* Begin Records for this exercise *
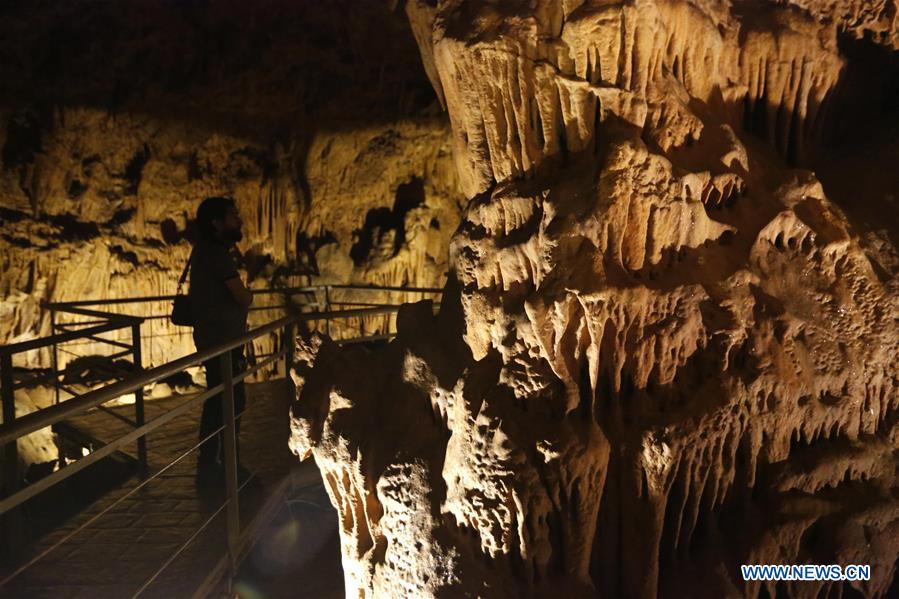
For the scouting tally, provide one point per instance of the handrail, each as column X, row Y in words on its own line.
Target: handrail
column 34, row 421
column 16, row 428
column 269, row 291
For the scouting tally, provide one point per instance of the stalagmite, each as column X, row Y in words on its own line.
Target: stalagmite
column 662, row 351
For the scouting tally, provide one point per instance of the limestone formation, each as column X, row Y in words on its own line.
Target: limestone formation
column 665, row 348
column 115, row 122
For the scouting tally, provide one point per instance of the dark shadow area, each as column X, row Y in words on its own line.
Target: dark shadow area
column 301, row 544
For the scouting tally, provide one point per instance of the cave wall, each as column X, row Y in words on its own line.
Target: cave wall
column 117, row 119
column 668, row 344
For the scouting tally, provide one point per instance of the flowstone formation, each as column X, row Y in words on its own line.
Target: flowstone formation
* End Records for this exercise *
• _Problem details_
Please quote all of the data above word for word, leaving out the pictures.

• _Completed exercise_
For the scouting tally, provide one point per instance of the handrail, each as column X, row Y in words on its own line.
Target: handrail
column 34, row 421
column 16, row 428
column 269, row 291
For the scouting tally, provide one point per instance of the stalagmite, each as column X, row Y in words on its own line.
Target: stalagmite
column 662, row 351
For the scouting tally, provide one point per instance of the limestone formation, each as column X, row Y in words on its own line.
Target: limestone formation
column 665, row 348
column 115, row 122
For the scouting tally, provide one point per instance of the dark shadow area, each as column X, row Y in words on its own line.
Target: dark shadow area
column 301, row 544
For the scouting tally, provide one point per instance of the cave wall, each as column X, row Y in words on its own line.
Target: cave wall
column 117, row 119
column 668, row 344
For the scouting tally, provide one point per instance of the flowstone formation, each as column X, row Y in words on its own line.
Target: flowstone formation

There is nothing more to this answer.